#### [Objective 1]
Return the stretch of the global recovery commentary from "The global economic recovery is" through "to the fore.", copied word for word.
#### [Objective 2]
In the global recovery commentary, on which web site does the TIGER interactive map appear?
#### [Objective 3]
According to the global recovery commentary, what is the recovery battered by? List each item.

#### [Document segment]
************

Editor’s note: This commentary is based on research and analysis from the October 2012 update of Tracking Indexes for the Global Economic Recovery (TIGER) interactive map, which appears on the Financial Times Web site.

The global economic recovery is on the ropes, battered by political conflicts within and across countries, lack of decisive policy actions, and governments’ inability to tackle deep-seated problems such as unsustainable public finances that are stifling growth. Growth in global trade has weakened and the spectre of currency wars, with countries looking to maintain export competitiveness by keeping their currencies weak, has returned to the fore.

The Brookings-FT Tiger index shows growth momentum has dissipated in nearly all major advanced and emerging market economies. Central banks of the major advanced economies have responded with a range of conventional and unconventional policy monetary policy actions. These measures have put a floor on short-term financial market risks but have been unable to reverse declining growth momentum. As a result, financial markets continue to go through short-term cycles of angst and euphoria even as indicators of real economic activity remain mired in weakness.

************

#### [Provided information]
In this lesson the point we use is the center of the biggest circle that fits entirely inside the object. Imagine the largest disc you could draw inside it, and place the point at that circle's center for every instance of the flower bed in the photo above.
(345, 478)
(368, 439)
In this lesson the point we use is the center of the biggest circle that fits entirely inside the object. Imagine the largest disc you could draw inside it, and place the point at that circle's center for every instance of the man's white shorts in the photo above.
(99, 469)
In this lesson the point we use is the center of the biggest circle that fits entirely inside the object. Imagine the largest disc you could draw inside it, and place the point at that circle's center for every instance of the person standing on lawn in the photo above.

************

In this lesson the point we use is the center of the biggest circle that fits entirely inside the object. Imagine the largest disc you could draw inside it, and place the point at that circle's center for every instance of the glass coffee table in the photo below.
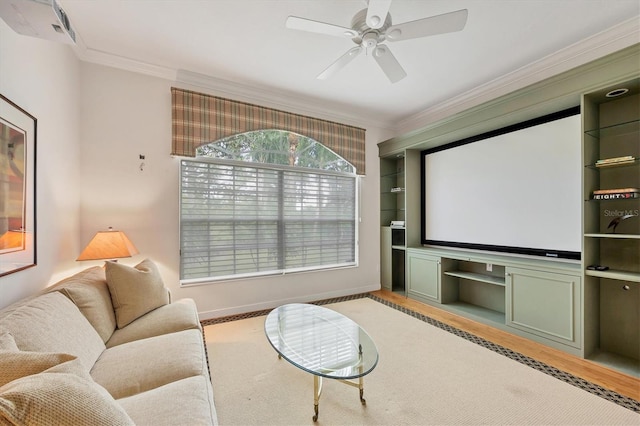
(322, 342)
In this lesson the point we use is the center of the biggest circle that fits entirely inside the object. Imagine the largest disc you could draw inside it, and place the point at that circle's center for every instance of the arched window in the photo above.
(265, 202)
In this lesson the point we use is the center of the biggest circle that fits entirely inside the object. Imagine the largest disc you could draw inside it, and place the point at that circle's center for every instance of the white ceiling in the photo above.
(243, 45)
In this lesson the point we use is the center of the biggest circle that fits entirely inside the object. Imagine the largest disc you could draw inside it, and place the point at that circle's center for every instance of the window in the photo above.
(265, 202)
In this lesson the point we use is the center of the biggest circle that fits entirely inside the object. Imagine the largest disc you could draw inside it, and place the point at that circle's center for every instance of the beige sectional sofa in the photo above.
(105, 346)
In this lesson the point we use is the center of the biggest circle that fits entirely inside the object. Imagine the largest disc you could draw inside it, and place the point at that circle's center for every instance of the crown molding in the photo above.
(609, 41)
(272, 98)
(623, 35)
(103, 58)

************

#### [Finished answer 1]
The global economic recovery is on the ropes, battered by political conflicts within and across countries, lack of decisive policy actions, and governments’ inability to tackle deep-seated problems such as unsustainable public finances that are stifling growth. Growth in global trade has weakened and the spectre of currency wars, with countries looking to maintain export competitiveness by keeping their currencies weak, has returned to the fore.

#### [Finished answer 2]
The Financial Times Web site.

#### [Finished answer 3]
- Political conflicts within and across countries
- Lack of decisive policy actions
- Governments’ inability to tackle deep-seated problems such as unsustainable public finances that are stifling growth